**你的目標**
請從下方 Telegraf 學習筆記最後一行之後接著往下寫。

**文章節錄**
>>>
Telegraf 學習筆記-1

  1. 前言
  2. 介紹
  3. 作業環境
  4. 設定說明
  5. 操作流程
  6. 新增 cpu input plugin
  7. 添加全局 Lable
  8. 針對特定 input plugin 添加靜態標籤
  9. 添加動態標籤
  10. 參考文件

前言

本篇記錄如何應用 Telegraf

紀錄學習 HiSKIO 課程 Prometheus + Grafana 監控和警報系統 從入門到進階

介紹

Telegraf 官網

Telegraf 是用 GO 開發的一個開源專案,主要功能用來協助收集統計資料的一個中繼程式

GitHub 上有大量的Telegraf Plugins 可供使用

資料流程為

  1. Input = 資料來源,Telegraf 可以自己起一個監聽服務讓外界呼叫來協助轉拋資料,也可以主動去拉取其他服務的資料回來
  2. Process = 取得資料後,可對資料進一步處理或者過濾
  3. Aggregate = 接著可透過資料建立客製化的 metrics
  4. Output = 輸出 metrics 資料,可讓其他數據庫服務來取得,或者推送到其他資料庫

作業環境

Windows 10 Professional (22H2)
Docker Desktop
Docker Compose

課程範例原始碼

設定說明

課程範例原始碼資料夾樹狀結構如下

.
├── docker-compose.yml
├── telegraf/
│   ├── telegraf.d
│   │   ├── amazon.conf
│   │   └── github.conf
│   └── telegraf.conf
├── prometheus/
│   └── prometheus.yml

docker-compose.yml

version: "3.0"

services:
  telegraf:
    image: telegraf:1.16.0
    restart: always
    container_name: telegraf
    hostname: telegraf
    ports:
      - 9273:9273
    volumes:
      - ./telegraf/telegraf.conf:/etc/telegraf/telegraf.conf
    command: telegraf --config /etc/telegraf/telegraf.conf

telegraf.conf

[agent]
# https://docs.influxdata.com/telegraf/v1.16/administration/configuration/#agent-configuration
interval = "30s"
<<<
**提供資料**
>>>
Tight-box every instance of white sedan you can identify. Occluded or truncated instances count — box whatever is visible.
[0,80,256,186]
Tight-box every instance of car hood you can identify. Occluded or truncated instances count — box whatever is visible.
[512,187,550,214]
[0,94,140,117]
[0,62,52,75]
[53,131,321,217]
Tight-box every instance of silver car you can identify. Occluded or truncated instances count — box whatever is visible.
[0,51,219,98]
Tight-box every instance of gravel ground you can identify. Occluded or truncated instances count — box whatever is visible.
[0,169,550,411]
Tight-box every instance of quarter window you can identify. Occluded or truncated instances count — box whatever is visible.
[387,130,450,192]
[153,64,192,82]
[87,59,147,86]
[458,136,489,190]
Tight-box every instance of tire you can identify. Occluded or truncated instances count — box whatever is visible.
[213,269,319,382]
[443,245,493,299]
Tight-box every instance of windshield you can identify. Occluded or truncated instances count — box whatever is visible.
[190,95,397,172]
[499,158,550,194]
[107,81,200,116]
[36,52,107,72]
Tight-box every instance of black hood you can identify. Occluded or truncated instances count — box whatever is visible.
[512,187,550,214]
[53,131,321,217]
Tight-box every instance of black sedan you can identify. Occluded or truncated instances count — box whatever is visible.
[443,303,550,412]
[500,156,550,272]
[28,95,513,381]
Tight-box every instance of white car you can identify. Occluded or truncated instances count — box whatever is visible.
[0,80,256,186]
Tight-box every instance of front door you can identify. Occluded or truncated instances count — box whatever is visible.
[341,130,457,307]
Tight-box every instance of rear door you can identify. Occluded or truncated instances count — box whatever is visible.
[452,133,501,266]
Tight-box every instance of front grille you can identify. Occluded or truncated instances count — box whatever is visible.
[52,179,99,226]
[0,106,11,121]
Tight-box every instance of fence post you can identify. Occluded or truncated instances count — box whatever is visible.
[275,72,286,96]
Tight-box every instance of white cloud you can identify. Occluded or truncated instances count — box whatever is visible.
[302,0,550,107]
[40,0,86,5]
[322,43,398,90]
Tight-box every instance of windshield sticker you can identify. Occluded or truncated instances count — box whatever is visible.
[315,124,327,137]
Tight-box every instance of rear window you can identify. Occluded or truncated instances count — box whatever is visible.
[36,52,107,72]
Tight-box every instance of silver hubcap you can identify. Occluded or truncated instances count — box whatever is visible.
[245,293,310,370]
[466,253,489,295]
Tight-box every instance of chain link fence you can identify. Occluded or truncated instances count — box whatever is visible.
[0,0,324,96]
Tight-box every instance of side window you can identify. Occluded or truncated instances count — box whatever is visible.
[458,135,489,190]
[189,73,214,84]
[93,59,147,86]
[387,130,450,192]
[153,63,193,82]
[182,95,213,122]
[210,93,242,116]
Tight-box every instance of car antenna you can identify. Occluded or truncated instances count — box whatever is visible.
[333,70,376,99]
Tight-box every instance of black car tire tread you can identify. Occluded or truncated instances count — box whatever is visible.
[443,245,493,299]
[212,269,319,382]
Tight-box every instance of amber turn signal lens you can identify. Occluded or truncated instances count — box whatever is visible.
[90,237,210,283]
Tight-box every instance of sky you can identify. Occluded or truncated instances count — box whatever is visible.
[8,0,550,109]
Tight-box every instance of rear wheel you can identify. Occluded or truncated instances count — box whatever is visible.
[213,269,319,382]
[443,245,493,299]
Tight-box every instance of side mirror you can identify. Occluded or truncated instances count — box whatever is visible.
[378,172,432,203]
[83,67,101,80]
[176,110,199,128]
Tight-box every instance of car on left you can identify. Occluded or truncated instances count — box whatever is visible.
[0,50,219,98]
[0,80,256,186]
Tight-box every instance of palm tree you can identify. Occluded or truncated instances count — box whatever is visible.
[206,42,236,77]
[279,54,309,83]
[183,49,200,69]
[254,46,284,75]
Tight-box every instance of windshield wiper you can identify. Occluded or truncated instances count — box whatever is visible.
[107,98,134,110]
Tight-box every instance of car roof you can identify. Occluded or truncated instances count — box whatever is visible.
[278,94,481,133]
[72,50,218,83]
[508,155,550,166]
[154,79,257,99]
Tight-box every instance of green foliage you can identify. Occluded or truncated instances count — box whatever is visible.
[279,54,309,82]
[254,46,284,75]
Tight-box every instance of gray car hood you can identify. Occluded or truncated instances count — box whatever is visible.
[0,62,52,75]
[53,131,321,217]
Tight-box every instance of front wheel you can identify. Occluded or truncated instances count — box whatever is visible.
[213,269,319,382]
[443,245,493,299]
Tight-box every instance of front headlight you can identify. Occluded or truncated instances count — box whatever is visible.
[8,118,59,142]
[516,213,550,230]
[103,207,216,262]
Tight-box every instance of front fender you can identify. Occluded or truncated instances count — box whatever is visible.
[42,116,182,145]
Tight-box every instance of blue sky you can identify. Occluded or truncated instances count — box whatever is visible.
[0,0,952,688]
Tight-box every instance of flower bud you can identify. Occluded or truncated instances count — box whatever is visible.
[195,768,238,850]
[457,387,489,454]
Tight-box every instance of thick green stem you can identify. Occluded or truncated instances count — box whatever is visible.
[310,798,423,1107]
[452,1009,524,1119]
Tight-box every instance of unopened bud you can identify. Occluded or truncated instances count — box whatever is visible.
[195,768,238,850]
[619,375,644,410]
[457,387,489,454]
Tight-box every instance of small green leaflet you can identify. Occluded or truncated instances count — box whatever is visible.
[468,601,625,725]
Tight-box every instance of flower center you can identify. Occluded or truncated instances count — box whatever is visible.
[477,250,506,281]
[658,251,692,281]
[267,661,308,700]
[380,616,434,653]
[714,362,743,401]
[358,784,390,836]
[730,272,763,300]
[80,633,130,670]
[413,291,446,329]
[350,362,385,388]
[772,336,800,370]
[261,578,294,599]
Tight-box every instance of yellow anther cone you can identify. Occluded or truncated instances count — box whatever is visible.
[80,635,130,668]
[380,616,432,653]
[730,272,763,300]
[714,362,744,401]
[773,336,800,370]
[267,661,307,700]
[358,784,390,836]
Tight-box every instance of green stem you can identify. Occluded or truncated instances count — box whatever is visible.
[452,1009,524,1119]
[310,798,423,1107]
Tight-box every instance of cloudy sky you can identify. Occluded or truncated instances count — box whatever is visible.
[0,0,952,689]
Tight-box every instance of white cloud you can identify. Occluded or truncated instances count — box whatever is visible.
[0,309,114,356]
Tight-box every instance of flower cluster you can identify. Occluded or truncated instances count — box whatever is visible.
<<<
**練習結果**
flush_interval = "10s"

[[inputs.ping]]
# https://github.com/influxdata/telegraf/blob/master/plugins/inputs/ping/README.md
urls = ["github.com", "amazon.com"]
method = "exec"
count = 3

[[outputs.prometheus_client]]
# https://github.com/influxdata/telegraf/blob/master/plugins/outputs/prometheus_client/README.md
## Address to listen on.
listen = ":9273"
metric_version = 2

配置 telegraf 設定檔,至少需要這三部分 agent、inputs 的 plugins、output 的 plugins

agent
interval = 每隔多長時間蒐集一次資料
flush_interval = 每隔多長時間將彙整的資料更新到 output

input.ping = input 的一種 plugin,用來 ping 確認其他服務是否有異常
urls = 要 ping 的目標 domain
method = 參數方法 (exec (透過主機系統原生的 ping 來呼叫) or native (plugin 直接呼叫))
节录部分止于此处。